Selected text:
□ □ □ □ □ □ □
Monday 27 January 2020

January 27 - Holocaust Remembrance Day

This Day in History: 27 January 2020

 

27 January 1945

 

75 years ago, today, Soviet troops began to enter the Auschwitz concentration camp, and thus started to free the survivors of the horrendous network of the camps, marking this event as International Holocaust Remembrance Day. This action revealed to the world the atrocities that had been committed at these concentration camps throughout the Second World War. Auschwitz, in Poland, was actually a group of camps, that had been designated I, II and III, in addition to 40 smaller satellite camps. At Birkenau, at Auschwitz II, which had been established in October 1941, relatively around the start of the war, the SS, the special Nazi police force, had created a intricate, orchestrated killing ground that consisted of 300 prison barracks, four "bathhouses" used to gas prisoners, corpse cellars, and cremating ovens. As well as this, dreadful numbers of prisoners were also experimented on for medical purposes, carried out by camp doctor, Josef Mengele, nicknamed the "Angel of Death".
□ □ □ □ □ □ □
Data for review:
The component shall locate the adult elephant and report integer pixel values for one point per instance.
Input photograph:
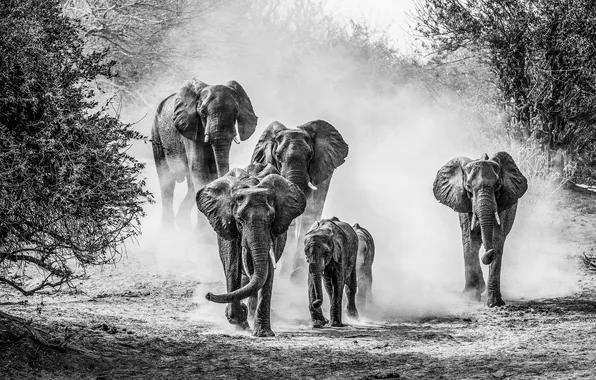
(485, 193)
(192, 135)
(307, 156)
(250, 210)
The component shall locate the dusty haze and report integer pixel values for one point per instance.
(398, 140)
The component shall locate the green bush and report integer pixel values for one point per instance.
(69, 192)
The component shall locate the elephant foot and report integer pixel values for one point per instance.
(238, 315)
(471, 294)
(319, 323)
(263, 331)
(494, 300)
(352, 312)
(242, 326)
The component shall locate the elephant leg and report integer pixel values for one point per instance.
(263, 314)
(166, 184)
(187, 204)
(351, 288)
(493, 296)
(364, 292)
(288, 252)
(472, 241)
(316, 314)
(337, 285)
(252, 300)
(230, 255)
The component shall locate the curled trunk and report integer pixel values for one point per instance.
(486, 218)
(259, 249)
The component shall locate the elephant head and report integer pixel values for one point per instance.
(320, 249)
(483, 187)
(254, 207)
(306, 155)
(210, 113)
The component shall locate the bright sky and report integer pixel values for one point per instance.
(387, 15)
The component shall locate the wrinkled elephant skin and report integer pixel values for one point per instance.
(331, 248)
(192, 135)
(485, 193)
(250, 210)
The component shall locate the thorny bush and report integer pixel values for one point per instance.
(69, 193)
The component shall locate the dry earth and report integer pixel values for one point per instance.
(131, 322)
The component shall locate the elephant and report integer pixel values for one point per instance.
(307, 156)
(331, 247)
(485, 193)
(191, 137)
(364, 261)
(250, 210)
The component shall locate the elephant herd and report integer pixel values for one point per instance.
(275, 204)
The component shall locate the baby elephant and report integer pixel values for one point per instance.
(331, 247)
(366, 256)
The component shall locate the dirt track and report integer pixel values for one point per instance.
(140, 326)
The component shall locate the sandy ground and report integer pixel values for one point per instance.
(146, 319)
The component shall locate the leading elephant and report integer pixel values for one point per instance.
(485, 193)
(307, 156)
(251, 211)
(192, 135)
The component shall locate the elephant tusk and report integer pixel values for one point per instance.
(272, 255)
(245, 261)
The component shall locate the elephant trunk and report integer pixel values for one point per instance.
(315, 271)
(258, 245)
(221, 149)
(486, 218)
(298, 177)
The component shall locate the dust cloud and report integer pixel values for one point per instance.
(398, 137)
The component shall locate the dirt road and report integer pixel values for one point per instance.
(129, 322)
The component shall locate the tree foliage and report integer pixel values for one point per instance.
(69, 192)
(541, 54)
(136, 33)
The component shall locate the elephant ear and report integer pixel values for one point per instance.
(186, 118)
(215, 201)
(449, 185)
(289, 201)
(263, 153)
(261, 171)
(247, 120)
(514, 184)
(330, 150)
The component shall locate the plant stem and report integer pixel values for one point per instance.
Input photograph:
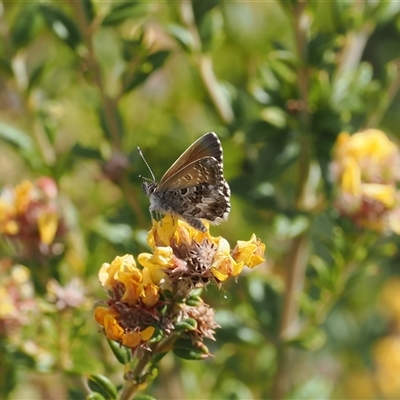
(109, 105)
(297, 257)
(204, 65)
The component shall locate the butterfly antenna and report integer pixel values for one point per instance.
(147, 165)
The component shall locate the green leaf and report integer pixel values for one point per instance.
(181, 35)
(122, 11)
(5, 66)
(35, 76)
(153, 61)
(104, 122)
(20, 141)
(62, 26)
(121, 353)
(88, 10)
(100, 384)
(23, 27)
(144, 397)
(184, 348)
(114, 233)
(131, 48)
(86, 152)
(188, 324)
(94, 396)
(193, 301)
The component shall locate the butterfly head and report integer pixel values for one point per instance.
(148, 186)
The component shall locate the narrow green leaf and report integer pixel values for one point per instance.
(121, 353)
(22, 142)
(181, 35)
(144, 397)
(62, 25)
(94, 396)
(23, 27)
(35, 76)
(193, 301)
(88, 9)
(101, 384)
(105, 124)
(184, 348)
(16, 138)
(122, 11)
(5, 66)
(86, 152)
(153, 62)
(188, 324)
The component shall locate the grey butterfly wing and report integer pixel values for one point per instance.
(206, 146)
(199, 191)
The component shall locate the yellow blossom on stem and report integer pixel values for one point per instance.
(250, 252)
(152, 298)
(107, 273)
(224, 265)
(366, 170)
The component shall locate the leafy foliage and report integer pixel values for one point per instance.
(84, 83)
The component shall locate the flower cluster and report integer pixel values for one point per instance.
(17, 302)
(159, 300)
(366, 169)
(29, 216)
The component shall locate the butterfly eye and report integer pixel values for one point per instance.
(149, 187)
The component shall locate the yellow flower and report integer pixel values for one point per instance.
□ □ □ □ □ □ □
Can you reproduce the Holocaust Remembrance Day text in full, word for word from its first line to its last?

Answer below:
Monday 27 January 2020

January 27 - Holocaust Remembrance Day

This Day in History: 27 January 2020

 

27 January 1945

 

75 years ago, today, Soviet troops began to enter the Auschwitz concentration camp, and thus started to free the survivors of the horrendous network of the camps, marking this event as International Holocaust Remembrance Day. This action revealed to the world the atrocities that had been committed at these concentration camps throughout the Second World War. Auschwitz, in Poland, was actually a group of camps, that had been designated I, II and III, in addition to 40 smaller satellite camps. At Birkenau, at Auschwitz II, which had been established in October 1941, relatively around the start of the war, the SS, the special Nazi police force, had created a intricate, orchestrated killing ground that consisted of 300 prison barracks, four "bathhouses" used to gas prisoners, corpse cellars, and cremating ovens. As well as this, dreadful numbers of prisoners were also experimented on for medical purposes, carried out by camp doctor, Josef Mengele, nicknamed the "Angel of Death".